## DIRECTIVE:
Reproduce the items below word for word, from their very first line through the line that contains "[(218, 108)]", both lines included. Omit the pictures.

-*-

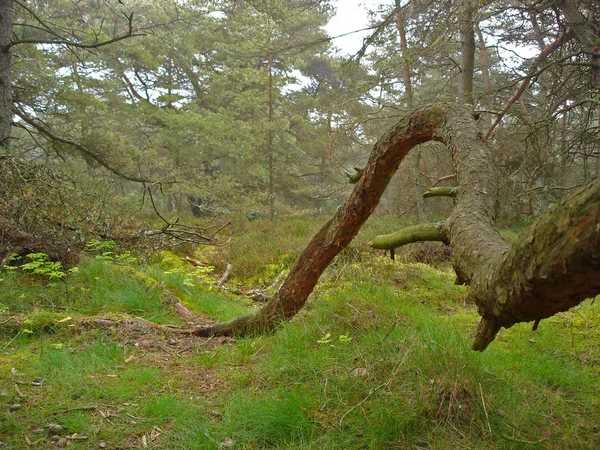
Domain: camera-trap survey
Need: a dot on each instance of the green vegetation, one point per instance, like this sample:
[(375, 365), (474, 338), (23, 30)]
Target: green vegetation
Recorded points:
[(380, 358)]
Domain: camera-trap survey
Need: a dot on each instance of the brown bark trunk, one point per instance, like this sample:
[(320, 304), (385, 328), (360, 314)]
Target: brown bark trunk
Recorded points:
[(485, 75), (467, 52), (401, 26), (5, 70), (270, 141), (554, 266)]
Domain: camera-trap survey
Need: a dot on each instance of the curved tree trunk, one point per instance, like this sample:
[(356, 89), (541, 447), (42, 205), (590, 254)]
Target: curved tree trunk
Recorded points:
[(5, 69), (552, 267)]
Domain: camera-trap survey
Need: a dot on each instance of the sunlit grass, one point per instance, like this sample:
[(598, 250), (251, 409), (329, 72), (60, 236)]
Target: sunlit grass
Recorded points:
[(379, 358)]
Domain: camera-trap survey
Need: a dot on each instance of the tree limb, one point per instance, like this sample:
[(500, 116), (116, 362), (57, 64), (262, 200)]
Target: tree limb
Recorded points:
[(50, 135), (408, 235)]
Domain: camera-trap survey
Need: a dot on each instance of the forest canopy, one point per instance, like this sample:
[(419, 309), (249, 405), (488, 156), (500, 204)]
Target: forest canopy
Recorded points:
[(218, 108)]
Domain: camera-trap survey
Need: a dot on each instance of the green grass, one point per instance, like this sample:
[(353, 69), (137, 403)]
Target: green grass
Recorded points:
[(379, 358)]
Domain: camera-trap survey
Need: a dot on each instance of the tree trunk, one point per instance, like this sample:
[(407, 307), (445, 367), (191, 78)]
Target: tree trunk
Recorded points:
[(5, 69), (467, 52), (400, 25), (485, 75), (584, 32), (552, 267), (270, 155)]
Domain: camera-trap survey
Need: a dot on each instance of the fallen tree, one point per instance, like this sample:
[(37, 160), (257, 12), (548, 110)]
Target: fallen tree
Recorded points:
[(552, 267)]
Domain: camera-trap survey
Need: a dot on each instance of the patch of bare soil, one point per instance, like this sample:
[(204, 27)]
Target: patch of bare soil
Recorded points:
[(170, 348)]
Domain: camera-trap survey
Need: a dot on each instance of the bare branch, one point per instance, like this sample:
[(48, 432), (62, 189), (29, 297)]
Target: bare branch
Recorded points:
[(50, 135), (72, 43)]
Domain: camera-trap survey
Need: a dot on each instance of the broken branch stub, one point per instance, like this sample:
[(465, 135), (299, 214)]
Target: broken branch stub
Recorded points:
[(480, 256)]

-*-

## WRITTEN ANSWER:
Domain: camera-trap survey
Need: a dot on each instance of the green vegetation, one point per instance, like this sample:
[(375, 365), (474, 338), (23, 30)]
Target: green vegetation
Recorded points:
[(380, 358)]
Domain: camera-trap survey
Need: a dot on each instance of the brown bark trunk, one point per instance, like this sample:
[(320, 304), (385, 328), (360, 314)]
Target: brown bark trunk
Recorded points:
[(485, 75), (467, 52), (401, 26), (5, 70), (270, 141), (554, 266)]
Domain: camera-trap survey
Need: a dot on each instance of the curved tree trunk, one point per instance, like this sample:
[(356, 89), (541, 447), (42, 205), (590, 254)]
Target: curved tree trunk
Recorded points:
[(5, 69), (552, 267)]
Domain: camera-trap survey
Need: a dot on each instance of the sunlit grass, one point per instance, like this sample:
[(598, 250), (251, 409), (329, 72), (60, 236)]
Target: sunlit grass
Recorded points:
[(379, 358)]
Domain: camera-trap survey
Need: a dot on each instance of the tree limb, one point per instance, like this sample:
[(500, 116), (116, 362), (57, 64), (262, 200)]
Target: tree limb
Recorded points:
[(50, 135), (408, 235)]
Domain: camera-trap survey
Need: a dot on each instance of the forest canopy, one point per instance, like this sample:
[(419, 309), (249, 405), (488, 156), (500, 204)]
Target: forest canopy
Recorded points:
[(218, 108)]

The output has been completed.